# all emails go to junk mail folder in outlook 2007



## jingyugu (May 23, 2009)

All emails, including Safe Senders' email. This problem occurred recently an d. The setting is "Low." I have Trend Micro internet security pro. It's been active before this outlook problem started and I did not change any of its settings. 
This problem was posted before but it was terminated without solution. Does anyone else out there have the same problem and can help? Thanks.


----------



## EAFiedler (Apr 25, 2000)

Hi *jingyugu*

Have you tried creating a new profile in Outlook 2007 to see if the behavior persists?
How to create a new e-mail profile in Outlook 2007 and in Outlook 2003


----------



## josyern (Jun 26, 2009)

I have been having a similar problem, but even stranger. First, similarly, many emails go into junk and spam folders even after the senders have repeatedly been marked as safe. But, worse, entire chunks of old mail in my inbox AND my outbox will suddenly be moved to junk mail. Yesterday, this happened to over a thousand emails. I use IMAP for AOL and Outlook's system for Hotmail and the same problem occurs with both. 

I looked at EAFiedler's response, but confess that I don't know what to add in the email profile. As it stands now, the profile is "Outlook"

Thanks


----------



## EAFiedler (Apr 25, 2000)

Hi *josyern*

The link I posted walks you through the steps of creating a second profile in Outlook.
To start you want to create a new profile, give the new profile its own name, then continue from there.


----------



## josyern (Jun 26, 2009)

I did follow the link, but I'm sorry, I don't know what it means to create a second profile. When it said add...I didn't know what a profile is, what the new profile is supposed to do, or how it connected to my various email addresses in Outlook (I use six email addresses through Outlook--three on aol, one hotmail, one gmail, one yahoo--but there was only the one profile called Outlook). Also, have you seen this kind of problem with junk mail before, or have any idea of what might be causing it? I have to say, Outlook is the one program that really stumps me when things go wrong.


----------



## EAFiedler (Apr 25, 2000)

I have posted the steps from the article, exactly which step below is giving you difficulty?


> Follow these steps to create a new e-mail profile in Outlook 2007 and in Outlook 2003:
> 
> 1. Click Start, and then click Run.
> 2. Copy and paste (or type) the following command in the Open box and then press ENTER:
> ...


----------



## josyern (Jun 26, 2009)

Thanks for answering again. Your instructions are clear, but what I don't understand is the most basic principal: 

(a) WHAT is a profile? When I add a new profile am I adding a new email address? Or what is it exactly that I'm adding? A new way for the six email accounts I already have to function?.... 

(b) Once I add a new profile, how will it help me figure out how to fix the problem of hundreds of emails suddenly migrating to junk mail...which by the way is just one of the problems I'm having with my Outlook, which was recently reinstalled after a reformatting of my hard-rive. Among these problems are the program crashing frequently, not being able to retrieve new emails, and sporadically taking a very, very long time to send short, simple emails.... none of them solved by the reinstallation.


----------



## EAFiedler (Apr 25, 2000)

__________________________________________________

Short problem> Return the passage of the Outlook junk mail thread from "Hi *josyern*" up to and including "continue from there.", copied word for word. Rely on nothing but the Outlook junk mail thread.

Dataset excerpt>

__________________________________________________

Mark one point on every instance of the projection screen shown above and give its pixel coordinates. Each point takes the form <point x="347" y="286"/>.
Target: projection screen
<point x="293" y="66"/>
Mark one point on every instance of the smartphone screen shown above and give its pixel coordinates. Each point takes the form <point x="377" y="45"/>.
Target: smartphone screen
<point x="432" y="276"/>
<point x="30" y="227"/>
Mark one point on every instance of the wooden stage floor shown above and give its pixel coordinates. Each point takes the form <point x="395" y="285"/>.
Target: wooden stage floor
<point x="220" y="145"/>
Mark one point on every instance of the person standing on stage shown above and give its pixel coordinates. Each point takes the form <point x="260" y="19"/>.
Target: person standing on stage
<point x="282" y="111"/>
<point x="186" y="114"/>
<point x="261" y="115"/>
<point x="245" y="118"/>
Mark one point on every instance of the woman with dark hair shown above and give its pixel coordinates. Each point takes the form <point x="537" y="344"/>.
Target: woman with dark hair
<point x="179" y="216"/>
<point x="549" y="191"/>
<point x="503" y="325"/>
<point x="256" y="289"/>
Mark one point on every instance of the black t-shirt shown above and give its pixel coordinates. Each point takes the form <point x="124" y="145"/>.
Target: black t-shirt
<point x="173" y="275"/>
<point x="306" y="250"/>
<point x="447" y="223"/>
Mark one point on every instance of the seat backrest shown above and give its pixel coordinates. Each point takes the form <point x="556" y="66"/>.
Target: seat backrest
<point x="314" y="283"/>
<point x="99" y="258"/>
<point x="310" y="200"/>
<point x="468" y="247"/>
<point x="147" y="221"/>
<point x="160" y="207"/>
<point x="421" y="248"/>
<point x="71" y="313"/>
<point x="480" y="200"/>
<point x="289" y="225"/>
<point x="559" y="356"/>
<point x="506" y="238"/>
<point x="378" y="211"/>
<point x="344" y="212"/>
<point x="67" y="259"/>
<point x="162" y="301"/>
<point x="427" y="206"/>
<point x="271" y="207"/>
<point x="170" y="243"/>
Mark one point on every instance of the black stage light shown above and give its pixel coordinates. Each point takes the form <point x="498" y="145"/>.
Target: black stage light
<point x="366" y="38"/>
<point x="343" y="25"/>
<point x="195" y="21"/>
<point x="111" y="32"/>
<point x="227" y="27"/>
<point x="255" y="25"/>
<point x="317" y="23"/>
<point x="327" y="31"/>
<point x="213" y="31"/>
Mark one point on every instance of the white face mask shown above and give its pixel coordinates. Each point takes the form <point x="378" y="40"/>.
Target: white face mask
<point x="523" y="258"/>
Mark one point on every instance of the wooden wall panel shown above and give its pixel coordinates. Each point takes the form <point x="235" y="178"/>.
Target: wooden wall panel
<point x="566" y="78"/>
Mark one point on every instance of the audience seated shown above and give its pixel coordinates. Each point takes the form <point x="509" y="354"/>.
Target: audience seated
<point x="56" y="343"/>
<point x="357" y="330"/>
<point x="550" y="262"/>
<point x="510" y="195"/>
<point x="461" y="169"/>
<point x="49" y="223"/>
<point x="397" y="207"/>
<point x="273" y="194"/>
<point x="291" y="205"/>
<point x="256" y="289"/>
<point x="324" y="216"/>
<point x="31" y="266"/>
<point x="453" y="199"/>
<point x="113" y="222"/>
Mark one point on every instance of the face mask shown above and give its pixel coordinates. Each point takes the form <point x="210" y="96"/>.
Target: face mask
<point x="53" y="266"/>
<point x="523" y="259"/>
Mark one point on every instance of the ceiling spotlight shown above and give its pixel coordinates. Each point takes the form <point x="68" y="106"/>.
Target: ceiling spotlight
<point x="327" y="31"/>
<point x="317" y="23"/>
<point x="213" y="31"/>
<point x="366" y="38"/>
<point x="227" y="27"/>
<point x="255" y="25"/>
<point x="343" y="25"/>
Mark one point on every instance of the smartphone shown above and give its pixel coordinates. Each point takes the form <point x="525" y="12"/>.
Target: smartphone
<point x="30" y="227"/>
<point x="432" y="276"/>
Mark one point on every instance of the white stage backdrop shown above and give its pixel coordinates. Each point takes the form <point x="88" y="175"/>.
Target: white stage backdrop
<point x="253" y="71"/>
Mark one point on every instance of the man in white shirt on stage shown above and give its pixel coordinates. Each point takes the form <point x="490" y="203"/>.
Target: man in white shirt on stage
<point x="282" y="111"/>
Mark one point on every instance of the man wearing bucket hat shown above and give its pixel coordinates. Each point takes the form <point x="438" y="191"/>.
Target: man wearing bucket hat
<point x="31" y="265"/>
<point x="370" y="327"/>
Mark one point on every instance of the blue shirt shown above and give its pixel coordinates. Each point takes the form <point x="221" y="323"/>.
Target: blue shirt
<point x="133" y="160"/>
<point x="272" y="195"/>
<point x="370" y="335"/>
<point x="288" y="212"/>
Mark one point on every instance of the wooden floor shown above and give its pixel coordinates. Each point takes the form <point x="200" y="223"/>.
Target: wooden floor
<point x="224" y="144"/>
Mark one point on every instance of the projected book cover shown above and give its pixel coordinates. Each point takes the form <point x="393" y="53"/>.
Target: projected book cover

__________________________________________________

Worked solution>
Hi *josyern*

The link I posted walks you through the steps of creating a second profile in Outlook.
To start you want to create a new profile, give the new profile its own name, then continue from there.